Problem statement
Which of the lines below contain the string "dark"? Copy each of those lines in full, treating uppercase and lowercase as different.
>> Start
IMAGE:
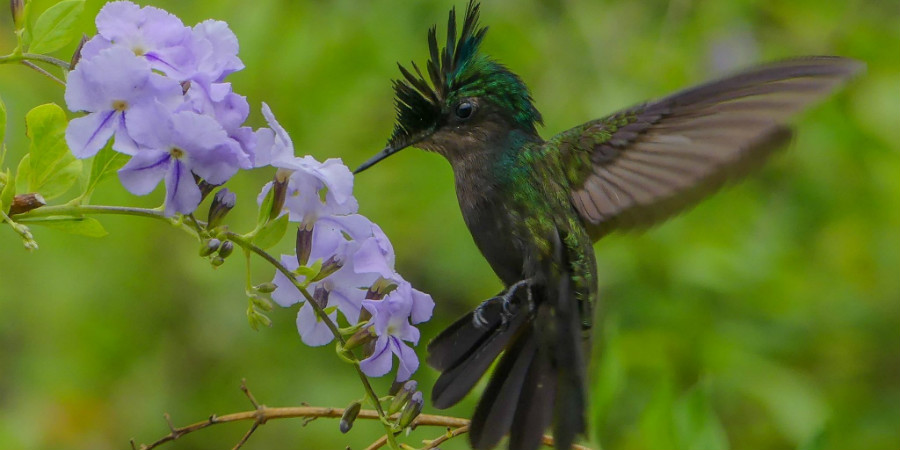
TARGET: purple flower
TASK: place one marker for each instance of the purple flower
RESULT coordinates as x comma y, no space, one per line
274,143
214,48
153,33
307,180
228,108
112,87
390,320
173,147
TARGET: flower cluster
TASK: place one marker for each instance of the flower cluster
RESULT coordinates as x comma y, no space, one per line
157,87
355,260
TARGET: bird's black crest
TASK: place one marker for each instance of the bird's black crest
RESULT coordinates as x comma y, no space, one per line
419,103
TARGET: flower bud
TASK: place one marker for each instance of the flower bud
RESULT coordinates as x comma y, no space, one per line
261,302
279,192
23,203
210,246
221,205
350,416
265,288
17,8
226,249
403,396
320,296
359,338
76,56
304,243
328,267
411,410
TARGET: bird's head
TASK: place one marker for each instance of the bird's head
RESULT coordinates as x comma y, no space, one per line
467,101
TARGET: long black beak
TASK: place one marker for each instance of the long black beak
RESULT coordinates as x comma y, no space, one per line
388,151
396,147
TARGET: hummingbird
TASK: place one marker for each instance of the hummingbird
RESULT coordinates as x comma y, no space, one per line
535,207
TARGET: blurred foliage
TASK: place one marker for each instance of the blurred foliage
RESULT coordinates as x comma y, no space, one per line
768,317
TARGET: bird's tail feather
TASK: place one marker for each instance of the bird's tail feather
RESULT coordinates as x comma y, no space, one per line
464,351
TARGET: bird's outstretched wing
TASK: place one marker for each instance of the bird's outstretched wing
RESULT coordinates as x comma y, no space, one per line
639,166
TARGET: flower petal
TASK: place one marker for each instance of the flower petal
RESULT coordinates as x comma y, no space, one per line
144,171
380,362
87,135
182,193
313,332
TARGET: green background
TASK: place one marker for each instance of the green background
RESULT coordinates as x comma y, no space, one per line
766,318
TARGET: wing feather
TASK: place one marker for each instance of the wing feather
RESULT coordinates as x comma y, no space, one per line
647,163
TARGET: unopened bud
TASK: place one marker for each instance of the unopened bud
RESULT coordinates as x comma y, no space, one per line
205,186
279,191
222,203
261,302
265,288
26,202
320,296
328,267
411,410
226,249
304,243
350,416
76,57
359,338
17,8
403,396
209,247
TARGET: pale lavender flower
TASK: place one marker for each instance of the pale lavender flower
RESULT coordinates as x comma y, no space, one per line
111,87
390,321
153,33
173,147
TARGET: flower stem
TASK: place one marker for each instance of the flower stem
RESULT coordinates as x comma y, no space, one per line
33,57
44,73
80,210
370,392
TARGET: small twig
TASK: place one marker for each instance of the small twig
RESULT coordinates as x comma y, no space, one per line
246,436
378,444
450,434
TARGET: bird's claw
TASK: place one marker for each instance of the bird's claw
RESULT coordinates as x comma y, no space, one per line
508,307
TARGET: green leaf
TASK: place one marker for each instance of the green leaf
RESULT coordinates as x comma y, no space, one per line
271,233
52,165
697,426
23,173
84,226
104,165
61,180
56,27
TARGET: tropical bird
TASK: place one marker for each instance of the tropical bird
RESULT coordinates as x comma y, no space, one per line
535,208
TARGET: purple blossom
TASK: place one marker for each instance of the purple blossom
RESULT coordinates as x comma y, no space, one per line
173,147
390,321
112,87
274,143
153,33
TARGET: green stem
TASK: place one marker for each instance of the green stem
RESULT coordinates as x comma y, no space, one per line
34,57
44,73
370,392
80,210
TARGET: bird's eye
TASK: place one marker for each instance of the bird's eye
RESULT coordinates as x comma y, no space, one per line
464,110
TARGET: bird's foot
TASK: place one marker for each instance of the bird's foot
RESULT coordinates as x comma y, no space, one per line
507,305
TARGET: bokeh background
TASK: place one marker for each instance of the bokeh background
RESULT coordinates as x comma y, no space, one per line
768,317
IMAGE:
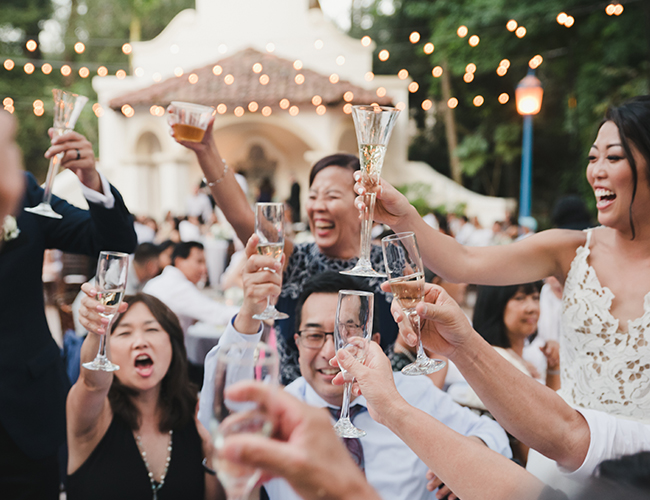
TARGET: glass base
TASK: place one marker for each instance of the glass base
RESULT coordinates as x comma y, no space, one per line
344,428
270,313
101,363
364,270
44,209
424,367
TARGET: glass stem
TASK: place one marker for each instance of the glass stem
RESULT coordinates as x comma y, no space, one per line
366,226
345,406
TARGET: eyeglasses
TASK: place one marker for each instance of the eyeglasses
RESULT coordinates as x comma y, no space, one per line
313,338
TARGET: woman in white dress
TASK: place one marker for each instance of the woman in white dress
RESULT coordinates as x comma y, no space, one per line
604,355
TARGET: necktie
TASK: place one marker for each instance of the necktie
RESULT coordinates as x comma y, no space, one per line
352,444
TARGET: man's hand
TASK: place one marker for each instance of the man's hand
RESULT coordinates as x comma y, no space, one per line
304,449
78,156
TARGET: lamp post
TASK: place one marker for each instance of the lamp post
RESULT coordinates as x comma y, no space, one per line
528,96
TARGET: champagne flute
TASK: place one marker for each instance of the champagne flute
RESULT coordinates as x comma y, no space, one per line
406,279
110,280
67,108
237,362
373,125
352,332
269,226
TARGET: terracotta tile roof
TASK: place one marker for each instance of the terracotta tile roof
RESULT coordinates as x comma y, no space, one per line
211,89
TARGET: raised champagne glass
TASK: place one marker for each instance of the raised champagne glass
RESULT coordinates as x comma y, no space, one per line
235,363
269,227
406,279
373,125
352,332
110,281
67,108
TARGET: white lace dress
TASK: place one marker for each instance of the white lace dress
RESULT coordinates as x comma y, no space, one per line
602,368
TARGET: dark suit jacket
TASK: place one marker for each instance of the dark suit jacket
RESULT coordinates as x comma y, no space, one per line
33,382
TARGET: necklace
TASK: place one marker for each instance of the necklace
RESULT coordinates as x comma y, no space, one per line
155,485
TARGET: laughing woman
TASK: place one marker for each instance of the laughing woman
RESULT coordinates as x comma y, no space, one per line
133,433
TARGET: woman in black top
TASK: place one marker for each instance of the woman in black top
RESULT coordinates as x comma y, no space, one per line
132,433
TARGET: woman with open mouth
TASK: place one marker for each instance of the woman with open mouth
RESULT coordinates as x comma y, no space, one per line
133,433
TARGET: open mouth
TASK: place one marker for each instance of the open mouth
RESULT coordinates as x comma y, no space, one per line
604,196
144,364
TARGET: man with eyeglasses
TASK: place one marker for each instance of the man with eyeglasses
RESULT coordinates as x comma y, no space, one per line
390,466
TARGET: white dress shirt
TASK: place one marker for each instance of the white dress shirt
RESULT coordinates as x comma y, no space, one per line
186,300
391,467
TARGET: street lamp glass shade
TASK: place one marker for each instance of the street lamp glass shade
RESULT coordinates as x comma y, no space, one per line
529,95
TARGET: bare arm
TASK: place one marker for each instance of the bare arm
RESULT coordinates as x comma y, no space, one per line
449,454
548,253
530,411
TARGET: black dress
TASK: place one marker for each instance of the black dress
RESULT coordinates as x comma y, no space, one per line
115,470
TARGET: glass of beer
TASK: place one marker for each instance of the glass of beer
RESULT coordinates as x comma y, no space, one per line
189,121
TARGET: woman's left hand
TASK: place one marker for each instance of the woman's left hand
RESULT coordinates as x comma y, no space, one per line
78,156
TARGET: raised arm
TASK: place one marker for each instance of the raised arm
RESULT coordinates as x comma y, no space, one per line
469,468
88,411
530,411
548,253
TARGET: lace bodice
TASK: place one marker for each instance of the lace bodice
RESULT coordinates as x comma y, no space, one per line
602,368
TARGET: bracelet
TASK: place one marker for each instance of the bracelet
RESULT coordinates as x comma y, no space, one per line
213,183
207,469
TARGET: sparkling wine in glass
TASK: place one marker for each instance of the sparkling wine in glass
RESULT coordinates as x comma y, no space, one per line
110,281
352,332
373,125
235,363
406,279
67,108
269,227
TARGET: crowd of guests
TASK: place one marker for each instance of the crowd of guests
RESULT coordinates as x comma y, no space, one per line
566,381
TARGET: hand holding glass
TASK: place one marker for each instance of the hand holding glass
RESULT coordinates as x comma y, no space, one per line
373,125
110,281
269,227
406,278
67,108
237,362
352,332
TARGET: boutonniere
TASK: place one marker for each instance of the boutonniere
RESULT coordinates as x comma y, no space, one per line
9,228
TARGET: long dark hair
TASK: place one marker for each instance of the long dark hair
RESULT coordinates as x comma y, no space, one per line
491,304
342,160
632,119
177,394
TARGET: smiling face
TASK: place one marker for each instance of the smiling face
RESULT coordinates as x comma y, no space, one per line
333,218
319,312
141,348
521,314
610,175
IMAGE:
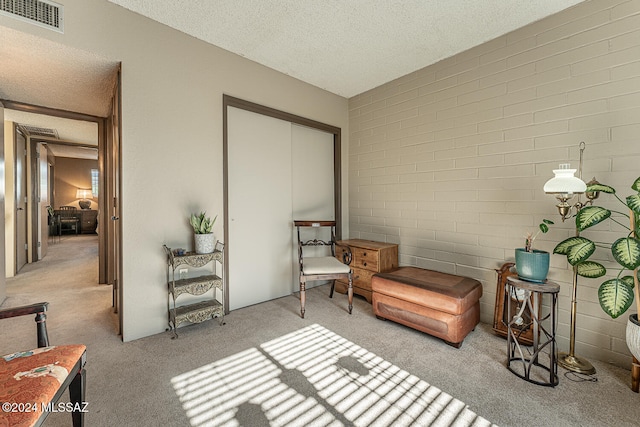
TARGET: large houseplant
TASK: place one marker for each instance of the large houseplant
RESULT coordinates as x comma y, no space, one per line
204,238
615,295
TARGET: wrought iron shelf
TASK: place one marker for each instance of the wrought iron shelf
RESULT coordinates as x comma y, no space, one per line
209,282
195,285
197,312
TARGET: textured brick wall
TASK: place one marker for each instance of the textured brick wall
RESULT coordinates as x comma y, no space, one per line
449,162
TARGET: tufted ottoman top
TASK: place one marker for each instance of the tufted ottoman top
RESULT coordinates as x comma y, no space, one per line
440,291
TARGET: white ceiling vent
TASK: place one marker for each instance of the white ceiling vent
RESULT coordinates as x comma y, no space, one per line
44,13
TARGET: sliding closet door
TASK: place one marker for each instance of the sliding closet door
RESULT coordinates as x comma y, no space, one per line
259,208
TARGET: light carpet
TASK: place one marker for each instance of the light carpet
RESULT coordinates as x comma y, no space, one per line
314,377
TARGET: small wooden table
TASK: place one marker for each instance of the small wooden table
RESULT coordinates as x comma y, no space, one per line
524,293
368,258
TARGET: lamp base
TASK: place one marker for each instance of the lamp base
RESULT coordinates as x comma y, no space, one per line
575,363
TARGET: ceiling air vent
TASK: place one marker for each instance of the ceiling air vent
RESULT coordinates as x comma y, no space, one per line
38,131
44,13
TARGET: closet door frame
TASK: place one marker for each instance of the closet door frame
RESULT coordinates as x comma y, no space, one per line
229,101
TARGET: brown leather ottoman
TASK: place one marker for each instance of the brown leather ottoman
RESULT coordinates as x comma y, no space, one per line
443,305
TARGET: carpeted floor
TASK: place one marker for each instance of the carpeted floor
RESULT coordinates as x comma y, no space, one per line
138,383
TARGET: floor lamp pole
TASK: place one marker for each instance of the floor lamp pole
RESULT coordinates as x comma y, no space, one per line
569,360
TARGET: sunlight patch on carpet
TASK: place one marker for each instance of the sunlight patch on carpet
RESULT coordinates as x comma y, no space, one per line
313,377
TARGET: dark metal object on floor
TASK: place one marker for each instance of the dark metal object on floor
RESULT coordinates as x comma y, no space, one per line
527,365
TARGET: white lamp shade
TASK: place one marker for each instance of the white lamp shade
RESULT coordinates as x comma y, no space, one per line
84,194
564,182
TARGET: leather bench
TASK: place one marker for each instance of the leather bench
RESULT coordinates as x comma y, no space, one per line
440,304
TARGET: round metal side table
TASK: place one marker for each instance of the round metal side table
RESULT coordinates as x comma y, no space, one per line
521,361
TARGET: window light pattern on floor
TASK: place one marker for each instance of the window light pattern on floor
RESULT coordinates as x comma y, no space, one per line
313,377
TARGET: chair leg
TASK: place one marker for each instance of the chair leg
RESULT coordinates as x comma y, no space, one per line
303,298
76,397
350,292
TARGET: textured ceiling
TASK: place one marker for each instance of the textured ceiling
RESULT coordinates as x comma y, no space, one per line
346,46
343,46
38,71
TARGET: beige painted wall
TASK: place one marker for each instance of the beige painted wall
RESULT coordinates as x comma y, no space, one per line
9,200
172,87
450,161
71,174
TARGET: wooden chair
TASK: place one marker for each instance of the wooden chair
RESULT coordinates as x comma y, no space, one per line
32,382
321,267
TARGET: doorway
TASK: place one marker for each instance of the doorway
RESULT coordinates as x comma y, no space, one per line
37,173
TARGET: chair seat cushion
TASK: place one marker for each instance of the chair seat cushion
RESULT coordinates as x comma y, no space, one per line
32,378
324,265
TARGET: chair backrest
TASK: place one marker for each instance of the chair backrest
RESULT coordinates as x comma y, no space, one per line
316,241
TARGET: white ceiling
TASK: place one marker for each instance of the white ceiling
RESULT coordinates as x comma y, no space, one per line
346,46
343,46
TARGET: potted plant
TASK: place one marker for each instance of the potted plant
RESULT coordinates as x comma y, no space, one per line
204,238
615,295
533,264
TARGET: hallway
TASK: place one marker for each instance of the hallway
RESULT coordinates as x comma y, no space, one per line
67,278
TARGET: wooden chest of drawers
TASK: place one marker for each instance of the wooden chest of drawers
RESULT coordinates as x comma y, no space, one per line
368,258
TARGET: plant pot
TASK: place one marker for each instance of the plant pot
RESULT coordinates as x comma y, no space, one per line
633,335
532,266
204,243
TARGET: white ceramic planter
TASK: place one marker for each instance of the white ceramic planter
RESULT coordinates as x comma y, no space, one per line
204,243
633,335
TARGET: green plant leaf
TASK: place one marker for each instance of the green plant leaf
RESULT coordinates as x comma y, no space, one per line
615,297
563,247
628,280
590,216
634,203
580,252
600,187
591,269
626,251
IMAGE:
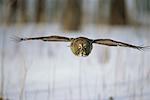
>> End
Answer for the task
TARGET: dark suit jacket
TASK: place one marker for each instance of the dark suit jacket
TARGET: long dark hair
TASK: place one marker for each instance of the long dark hair
TARGET: dark metal object on floor
TASK: place one marker for each instance of the dark metal object on floor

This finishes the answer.